From the listing below, reproduce word for word the part that opens with the line containing "x=52, y=402" and closes with the line containing "pin the zipper pull, one dot per instance"; reproduce nothing else.
*** Block opens ***
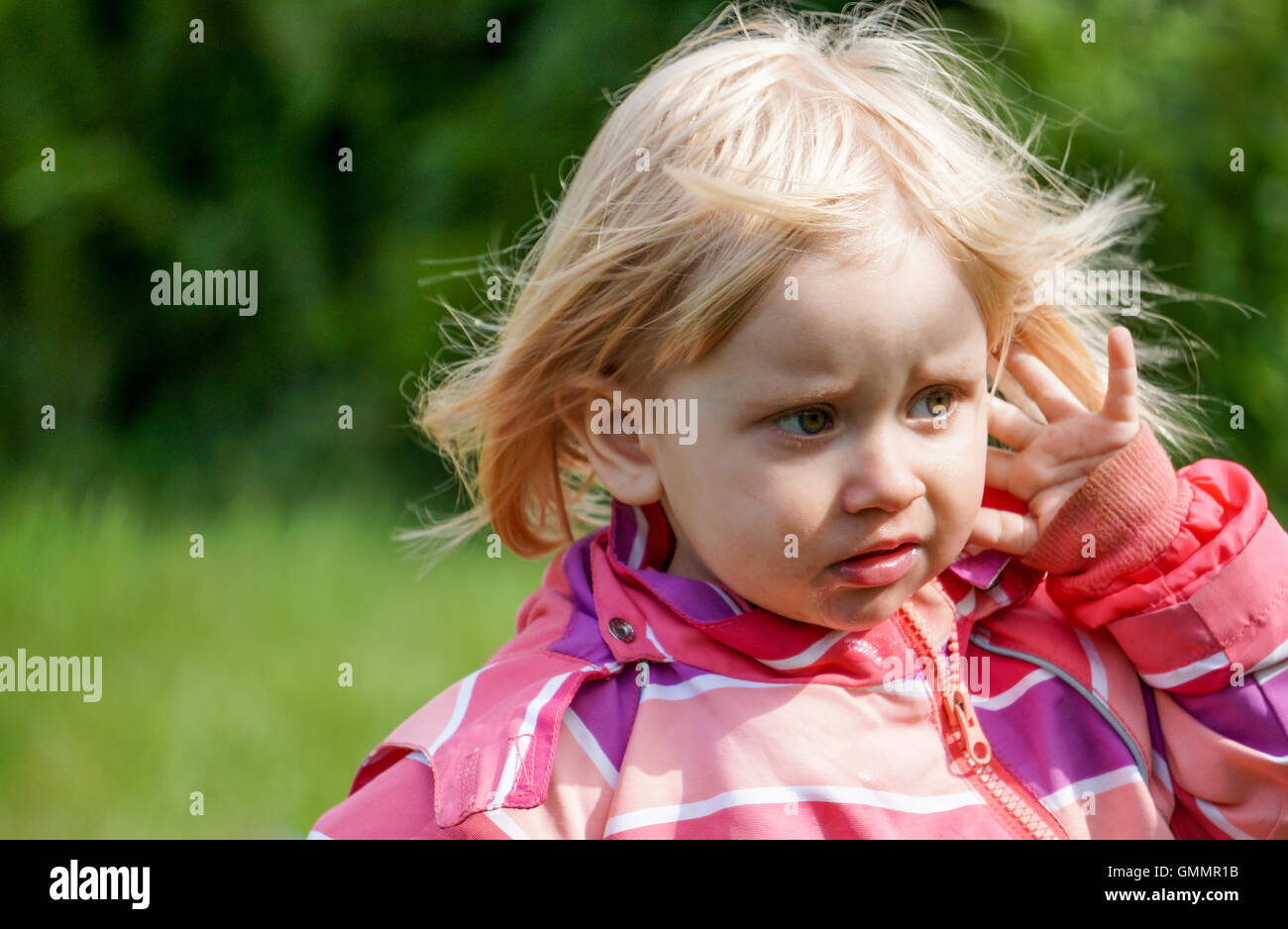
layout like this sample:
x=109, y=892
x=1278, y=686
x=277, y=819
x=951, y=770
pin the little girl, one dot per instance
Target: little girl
x=827, y=607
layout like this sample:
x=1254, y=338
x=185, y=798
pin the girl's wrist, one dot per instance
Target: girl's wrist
x=1124, y=516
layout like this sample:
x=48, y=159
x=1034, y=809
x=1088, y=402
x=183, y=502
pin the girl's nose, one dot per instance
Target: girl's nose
x=880, y=473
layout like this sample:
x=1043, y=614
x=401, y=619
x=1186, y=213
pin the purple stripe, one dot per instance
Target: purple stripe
x=695, y=598
x=581, y=636
x=626, y=529
x=1250, y=714
x=1052, y=738
x=606, y=706
x=1155, y=726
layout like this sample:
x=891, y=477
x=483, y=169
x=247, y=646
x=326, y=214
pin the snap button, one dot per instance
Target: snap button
x=621, y=629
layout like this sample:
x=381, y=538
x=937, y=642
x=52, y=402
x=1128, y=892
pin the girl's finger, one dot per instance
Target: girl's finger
x=1012, y=425
x=1004, y=530
x=1043, y=387
x=1121, y=394
x=997, y=468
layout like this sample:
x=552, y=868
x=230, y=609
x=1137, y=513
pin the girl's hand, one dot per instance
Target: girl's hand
x=1051, y=461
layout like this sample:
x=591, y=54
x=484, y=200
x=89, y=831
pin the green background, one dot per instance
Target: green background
x=220, y=674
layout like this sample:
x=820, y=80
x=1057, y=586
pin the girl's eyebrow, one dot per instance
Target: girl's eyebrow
x=958, y=369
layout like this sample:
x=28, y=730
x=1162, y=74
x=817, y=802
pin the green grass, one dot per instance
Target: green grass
x=220, y=674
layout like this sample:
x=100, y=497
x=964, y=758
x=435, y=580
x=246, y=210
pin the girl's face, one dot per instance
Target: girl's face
x=816, y=424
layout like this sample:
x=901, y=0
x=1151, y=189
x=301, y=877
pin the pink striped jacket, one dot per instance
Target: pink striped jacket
x=1145, y=696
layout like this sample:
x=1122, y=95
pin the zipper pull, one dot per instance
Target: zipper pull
x=962, y=714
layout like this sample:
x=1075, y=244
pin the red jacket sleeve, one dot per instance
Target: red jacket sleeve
x=398, y=803
x=1188, y=570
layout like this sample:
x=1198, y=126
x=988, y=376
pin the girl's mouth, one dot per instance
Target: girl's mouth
x=877, y=568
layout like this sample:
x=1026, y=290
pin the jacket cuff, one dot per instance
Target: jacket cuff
x=1131, y=508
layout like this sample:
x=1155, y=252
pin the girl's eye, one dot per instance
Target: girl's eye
x=811, y=421
x=939, y=401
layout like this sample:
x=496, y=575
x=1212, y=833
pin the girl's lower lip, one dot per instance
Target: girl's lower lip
x=880, y=568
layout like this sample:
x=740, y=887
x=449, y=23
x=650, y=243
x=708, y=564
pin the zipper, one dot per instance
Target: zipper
x=973, y=758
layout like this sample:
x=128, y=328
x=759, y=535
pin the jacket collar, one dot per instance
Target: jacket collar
x=708, y=626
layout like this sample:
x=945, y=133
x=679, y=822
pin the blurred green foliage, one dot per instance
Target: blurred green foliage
x=171, y=420
x=223, y=155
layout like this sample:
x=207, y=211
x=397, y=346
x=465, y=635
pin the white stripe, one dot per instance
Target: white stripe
x=881, y=799
x=1196, y=670
x=1266, y=665
x=640, y=540
x=1215, y=815
x=502, y=820
x=1099, y=679
x=463, y=701
x=590, y=747
x=653, y=640
x=1012, y=693
x=725, y=598
x=1099, y=783
x=700, y=684
x=520, y=744
x=810, y=655
x=1267, y=674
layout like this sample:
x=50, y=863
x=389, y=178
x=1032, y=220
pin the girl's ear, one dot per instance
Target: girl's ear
x=621, y=461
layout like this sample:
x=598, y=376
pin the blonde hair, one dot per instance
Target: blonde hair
x=764, y=134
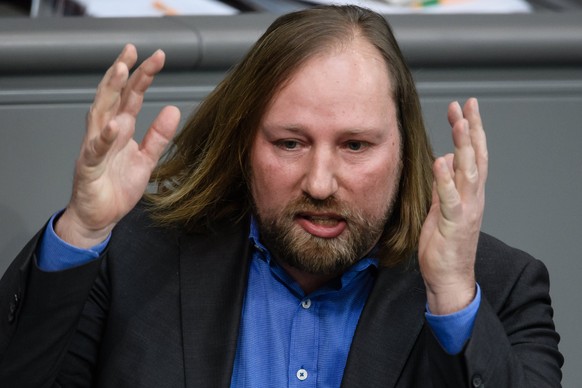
*** Block closes ***
YOUR SOLUTION
x=52, y=402
x=1128, y=892
pin the girl's finger, one dot per instance
Target: girl's finger
x=1012, y=425
x=1004, y=530
x=1043, y=387
x=1121, y=394
x=997, y=468
layout like this sample:
x=552, y=868
x=230, y=609
x=1137, y=513
pin the girl's hand, one dot per instance
Target: girl's hand
x=1051, y=461
layout like this sample:
x=591, y=54
x=484, y=200
x=89, y=831
pin the green background, one dot per instance
Target: green background
x=220, y=674
layout like this sample:
x=820, y=80
x=1057, y=586
pin the girl's eyebrow, one dot per instance
Target: girl's eyebrow
x=958, y=369
layout like this sample:
x=28, y=730
x=1162, y=74
x=817, y=802
pin the green grass, one dot per instance
Target: green grass
x=220, y=674
layout like this sample:
x=100, y=497
x=964, y=758
x=435, y=580
x=246, y=210
pin the girl's face, one dot per instance
Target: girl's face
x=816, y=424
layout like this sample:
x=901, y=0
x=1151, y=189
x=301, y=877
pin the pink striped jacket, one dot per instance
Target: pink striped jacket
x=1145, y=696
layout like this sample:
x=1122, y=95
pin the zipper pull, one dot per instance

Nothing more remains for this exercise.